**Your instructions**
Copy the California Capitol news item again, starting with "Political Playback: California" and going on through "the group’s chair.", but change "Legislature" to "Statehouse".

**Excerpted text**

======

Political Playback: California Capitol, News You Might Have Missed
News You Might Have Missed
By Tanu Henry and Joe W. Bowers Jr. | California Black Media
Asm. Tina Mckinnor Elected Chair of L.A. Delegation to Legislature
On Jan. 24, the members of the Los Angeles County Delegation (LACD) to the California Legislature elected Assemblymember Tina McKinnor (D-Inglewood) as the group’s chair.
McKinnor, who is a member of the California Legislative Black Caucus, will lead the 39-member body, which is comprised of 15 State Senators and 24 State Assemblymembers representing various areas of Los Angeles County.
As LACD chair, McKinnor succeeds Assemblymember Luz Rivas (D-San Fernando Valley).
“I am grateful for the trust legislators from the Los Angeles County Delegation have placed in me to serve as its next Chair,” said McKinnor in a statement.
LACD Vice Chair, Sen. Maria Elena Durazo (D-Los Angeles), said the body, which collectively represents about 10 million people in California’s populous county, is the largest, bi-partisan, and most diverse delegation in the California Legislature.

======

**Available data**
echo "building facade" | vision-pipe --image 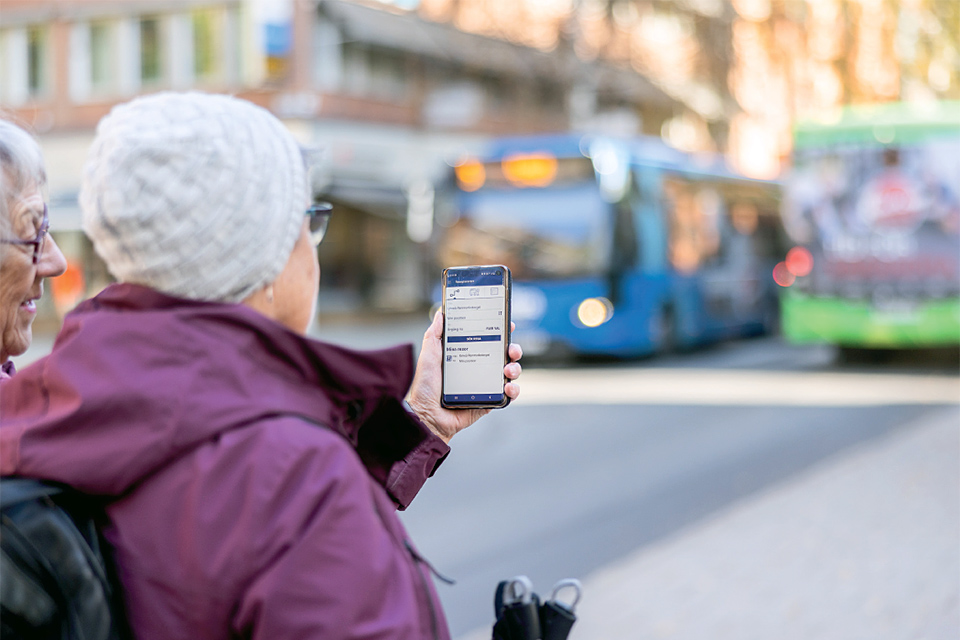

======

**Correct answer**
Political Playback: California Capitol, News You Might Have Missed
News You Might Have Missed
By Tanu Henry and Joe W. Bowers Jr. | California Black Media
Asm. Tina Mckinnor Elected Chair of L.A. Delegation to Statehouse
On Jan. 24, the members of the Los Angeles County Delegation (LACD) to the California Statehouse elected Assemblymember Tina McKinnor (D-Inglewood) as the group’s chair.